> Task item:
Search the entries for lines with the string "distant" and say how many there are, giving only the number.

Items from a data source:
*** Block opens ***

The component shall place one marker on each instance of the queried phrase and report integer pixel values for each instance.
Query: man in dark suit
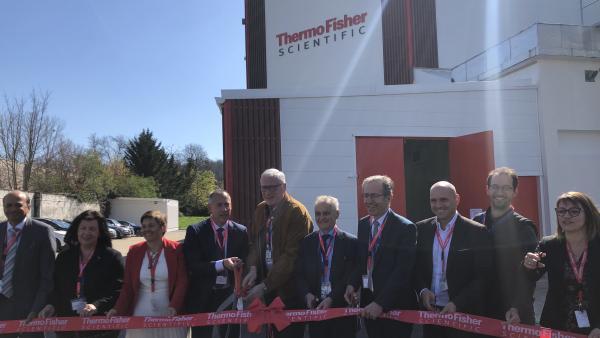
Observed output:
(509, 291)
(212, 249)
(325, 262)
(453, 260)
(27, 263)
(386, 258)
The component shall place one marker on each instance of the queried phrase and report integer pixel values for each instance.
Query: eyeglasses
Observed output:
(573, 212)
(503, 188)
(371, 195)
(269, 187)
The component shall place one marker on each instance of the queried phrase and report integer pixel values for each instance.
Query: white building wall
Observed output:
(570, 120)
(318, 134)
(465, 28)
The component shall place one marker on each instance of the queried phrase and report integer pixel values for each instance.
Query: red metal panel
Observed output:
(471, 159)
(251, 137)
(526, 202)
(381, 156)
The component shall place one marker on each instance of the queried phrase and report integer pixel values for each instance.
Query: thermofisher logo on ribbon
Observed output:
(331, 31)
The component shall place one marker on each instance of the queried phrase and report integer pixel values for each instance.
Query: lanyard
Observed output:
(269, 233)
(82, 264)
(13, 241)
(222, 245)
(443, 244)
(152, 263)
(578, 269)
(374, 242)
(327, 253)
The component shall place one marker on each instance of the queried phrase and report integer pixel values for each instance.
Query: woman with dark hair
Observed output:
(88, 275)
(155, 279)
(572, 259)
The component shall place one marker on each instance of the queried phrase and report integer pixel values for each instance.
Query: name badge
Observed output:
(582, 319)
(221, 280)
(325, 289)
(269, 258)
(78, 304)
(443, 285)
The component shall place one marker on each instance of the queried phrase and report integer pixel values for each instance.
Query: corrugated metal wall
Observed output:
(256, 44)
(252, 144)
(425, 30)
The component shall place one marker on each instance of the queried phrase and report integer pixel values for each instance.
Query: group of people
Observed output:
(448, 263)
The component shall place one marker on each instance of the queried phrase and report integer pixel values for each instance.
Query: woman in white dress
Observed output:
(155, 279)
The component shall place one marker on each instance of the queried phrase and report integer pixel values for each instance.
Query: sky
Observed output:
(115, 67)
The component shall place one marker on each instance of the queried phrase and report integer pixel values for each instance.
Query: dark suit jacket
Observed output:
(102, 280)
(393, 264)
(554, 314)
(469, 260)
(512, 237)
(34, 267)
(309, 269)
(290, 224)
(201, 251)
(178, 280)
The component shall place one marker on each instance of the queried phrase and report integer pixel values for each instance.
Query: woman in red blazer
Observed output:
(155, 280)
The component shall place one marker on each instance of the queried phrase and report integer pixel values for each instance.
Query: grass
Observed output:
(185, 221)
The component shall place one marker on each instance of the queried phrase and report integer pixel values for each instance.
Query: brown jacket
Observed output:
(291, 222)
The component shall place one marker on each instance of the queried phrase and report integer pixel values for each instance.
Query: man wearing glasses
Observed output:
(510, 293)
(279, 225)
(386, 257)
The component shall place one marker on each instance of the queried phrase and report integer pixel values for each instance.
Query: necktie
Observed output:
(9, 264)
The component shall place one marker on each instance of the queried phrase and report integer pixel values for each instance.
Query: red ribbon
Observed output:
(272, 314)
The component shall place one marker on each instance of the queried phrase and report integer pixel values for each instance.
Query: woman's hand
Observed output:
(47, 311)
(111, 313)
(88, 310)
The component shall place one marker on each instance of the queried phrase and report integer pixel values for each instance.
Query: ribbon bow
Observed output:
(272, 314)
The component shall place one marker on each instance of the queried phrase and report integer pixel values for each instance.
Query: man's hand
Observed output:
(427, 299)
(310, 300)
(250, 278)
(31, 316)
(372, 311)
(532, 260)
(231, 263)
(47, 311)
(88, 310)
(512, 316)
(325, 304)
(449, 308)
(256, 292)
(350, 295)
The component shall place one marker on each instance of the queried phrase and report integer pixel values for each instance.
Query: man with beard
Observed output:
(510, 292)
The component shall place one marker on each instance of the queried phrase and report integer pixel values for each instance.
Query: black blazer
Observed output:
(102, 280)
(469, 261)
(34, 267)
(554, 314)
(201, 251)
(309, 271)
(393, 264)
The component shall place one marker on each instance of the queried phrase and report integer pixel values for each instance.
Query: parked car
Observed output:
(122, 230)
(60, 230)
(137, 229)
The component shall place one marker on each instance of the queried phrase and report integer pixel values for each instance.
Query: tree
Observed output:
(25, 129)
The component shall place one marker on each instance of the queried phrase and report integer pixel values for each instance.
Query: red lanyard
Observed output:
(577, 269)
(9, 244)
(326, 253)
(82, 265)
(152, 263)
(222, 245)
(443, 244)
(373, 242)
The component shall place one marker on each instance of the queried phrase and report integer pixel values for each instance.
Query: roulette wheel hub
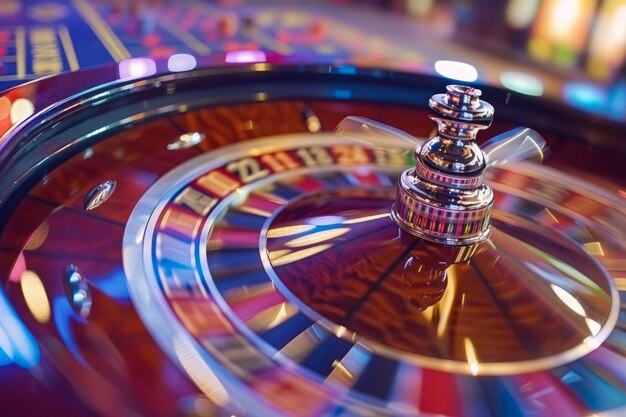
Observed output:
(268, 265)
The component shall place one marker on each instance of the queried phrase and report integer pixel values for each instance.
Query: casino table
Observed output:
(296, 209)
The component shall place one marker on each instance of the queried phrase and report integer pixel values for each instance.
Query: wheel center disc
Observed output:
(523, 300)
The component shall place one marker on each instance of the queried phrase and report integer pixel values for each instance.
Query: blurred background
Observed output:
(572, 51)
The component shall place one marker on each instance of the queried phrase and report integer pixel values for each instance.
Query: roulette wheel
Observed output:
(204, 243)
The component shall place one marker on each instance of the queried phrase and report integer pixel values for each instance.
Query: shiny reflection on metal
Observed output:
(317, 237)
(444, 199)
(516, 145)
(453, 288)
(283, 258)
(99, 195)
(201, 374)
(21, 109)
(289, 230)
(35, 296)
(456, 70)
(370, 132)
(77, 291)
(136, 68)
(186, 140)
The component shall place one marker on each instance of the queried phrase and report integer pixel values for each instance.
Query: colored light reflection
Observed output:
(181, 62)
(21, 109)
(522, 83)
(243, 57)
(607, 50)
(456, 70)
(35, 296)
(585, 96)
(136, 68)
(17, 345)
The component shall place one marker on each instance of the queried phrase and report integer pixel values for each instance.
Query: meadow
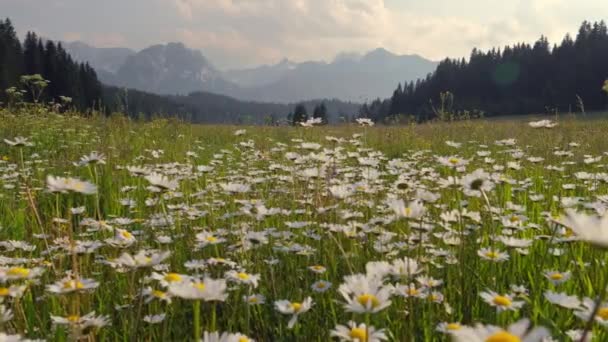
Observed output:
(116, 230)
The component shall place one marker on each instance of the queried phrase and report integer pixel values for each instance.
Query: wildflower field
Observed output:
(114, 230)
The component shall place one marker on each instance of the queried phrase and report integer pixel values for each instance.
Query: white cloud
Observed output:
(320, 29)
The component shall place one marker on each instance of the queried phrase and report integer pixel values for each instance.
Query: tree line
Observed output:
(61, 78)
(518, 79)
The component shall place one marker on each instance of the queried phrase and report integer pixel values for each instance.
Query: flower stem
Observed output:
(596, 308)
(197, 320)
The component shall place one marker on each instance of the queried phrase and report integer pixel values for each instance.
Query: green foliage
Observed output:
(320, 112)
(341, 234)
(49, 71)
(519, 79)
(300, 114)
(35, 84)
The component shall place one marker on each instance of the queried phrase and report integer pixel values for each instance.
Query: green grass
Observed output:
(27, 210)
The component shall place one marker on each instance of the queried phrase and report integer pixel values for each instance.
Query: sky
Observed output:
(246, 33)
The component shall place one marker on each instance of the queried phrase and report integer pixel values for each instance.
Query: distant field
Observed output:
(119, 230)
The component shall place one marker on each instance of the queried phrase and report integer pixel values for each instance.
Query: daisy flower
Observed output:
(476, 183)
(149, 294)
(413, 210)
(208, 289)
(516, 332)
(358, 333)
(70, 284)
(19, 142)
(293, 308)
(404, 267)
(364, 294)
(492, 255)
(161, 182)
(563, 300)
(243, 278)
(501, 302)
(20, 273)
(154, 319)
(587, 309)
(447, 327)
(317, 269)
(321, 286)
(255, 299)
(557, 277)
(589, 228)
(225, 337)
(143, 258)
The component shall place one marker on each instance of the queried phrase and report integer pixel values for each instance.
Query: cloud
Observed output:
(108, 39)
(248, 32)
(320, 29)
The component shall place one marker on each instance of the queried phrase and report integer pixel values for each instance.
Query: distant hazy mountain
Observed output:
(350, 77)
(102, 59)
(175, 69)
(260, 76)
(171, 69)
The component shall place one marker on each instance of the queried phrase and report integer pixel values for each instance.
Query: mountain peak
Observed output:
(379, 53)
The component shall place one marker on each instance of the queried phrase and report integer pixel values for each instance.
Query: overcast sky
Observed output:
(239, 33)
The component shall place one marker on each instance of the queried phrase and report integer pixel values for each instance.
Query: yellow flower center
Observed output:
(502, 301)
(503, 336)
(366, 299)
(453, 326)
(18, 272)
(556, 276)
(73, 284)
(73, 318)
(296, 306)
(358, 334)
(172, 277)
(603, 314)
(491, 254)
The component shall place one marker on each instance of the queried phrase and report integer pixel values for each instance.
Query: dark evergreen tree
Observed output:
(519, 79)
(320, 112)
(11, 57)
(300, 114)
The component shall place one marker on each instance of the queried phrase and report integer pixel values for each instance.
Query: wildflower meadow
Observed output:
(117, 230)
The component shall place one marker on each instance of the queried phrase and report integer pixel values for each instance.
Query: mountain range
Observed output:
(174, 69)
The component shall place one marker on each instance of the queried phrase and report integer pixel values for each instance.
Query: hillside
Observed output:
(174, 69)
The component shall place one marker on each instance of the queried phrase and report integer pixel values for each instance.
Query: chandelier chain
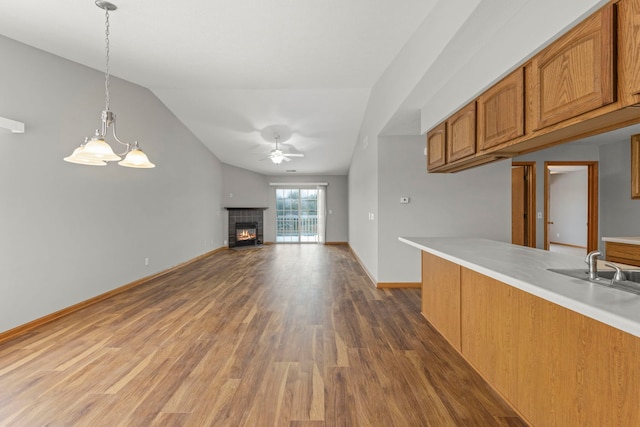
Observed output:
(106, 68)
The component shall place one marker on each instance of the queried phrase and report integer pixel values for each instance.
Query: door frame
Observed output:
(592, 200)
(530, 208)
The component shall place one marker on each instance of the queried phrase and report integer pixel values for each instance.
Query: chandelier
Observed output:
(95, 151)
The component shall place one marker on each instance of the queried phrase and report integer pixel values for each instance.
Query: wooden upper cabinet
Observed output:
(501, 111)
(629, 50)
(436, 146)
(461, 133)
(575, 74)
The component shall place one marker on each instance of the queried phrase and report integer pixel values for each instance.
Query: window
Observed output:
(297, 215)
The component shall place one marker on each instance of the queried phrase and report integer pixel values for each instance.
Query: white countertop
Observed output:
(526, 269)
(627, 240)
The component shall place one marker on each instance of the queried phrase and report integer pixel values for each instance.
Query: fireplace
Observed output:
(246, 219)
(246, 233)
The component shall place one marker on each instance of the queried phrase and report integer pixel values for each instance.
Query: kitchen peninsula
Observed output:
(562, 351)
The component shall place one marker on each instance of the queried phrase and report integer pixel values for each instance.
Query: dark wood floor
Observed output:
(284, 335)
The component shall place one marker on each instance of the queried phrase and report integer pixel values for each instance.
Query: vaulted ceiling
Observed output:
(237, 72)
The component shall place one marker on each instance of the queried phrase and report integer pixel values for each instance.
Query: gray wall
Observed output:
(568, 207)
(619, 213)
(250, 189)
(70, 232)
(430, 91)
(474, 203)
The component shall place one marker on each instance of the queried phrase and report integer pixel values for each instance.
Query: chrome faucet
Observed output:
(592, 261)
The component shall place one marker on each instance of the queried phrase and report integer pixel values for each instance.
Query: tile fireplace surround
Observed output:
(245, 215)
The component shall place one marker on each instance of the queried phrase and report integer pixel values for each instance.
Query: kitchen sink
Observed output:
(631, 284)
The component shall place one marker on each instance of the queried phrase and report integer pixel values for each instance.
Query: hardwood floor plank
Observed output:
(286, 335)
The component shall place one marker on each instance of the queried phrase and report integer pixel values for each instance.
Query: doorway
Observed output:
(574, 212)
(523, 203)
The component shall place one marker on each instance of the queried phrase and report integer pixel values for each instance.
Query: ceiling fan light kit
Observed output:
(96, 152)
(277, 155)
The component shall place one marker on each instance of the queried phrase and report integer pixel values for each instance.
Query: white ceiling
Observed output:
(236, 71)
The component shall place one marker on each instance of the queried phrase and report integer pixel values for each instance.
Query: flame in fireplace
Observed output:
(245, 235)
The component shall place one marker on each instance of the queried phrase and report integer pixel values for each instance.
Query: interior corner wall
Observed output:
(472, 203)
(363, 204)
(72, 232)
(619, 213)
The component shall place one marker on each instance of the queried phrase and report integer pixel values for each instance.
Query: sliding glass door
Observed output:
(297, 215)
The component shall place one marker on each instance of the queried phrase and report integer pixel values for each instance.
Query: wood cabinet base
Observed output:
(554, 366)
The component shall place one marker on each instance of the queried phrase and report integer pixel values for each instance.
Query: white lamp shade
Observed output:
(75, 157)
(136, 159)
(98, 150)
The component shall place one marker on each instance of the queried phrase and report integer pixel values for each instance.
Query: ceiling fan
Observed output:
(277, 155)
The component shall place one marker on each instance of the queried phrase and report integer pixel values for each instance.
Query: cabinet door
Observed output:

*** Block closes ***

> Task result:
2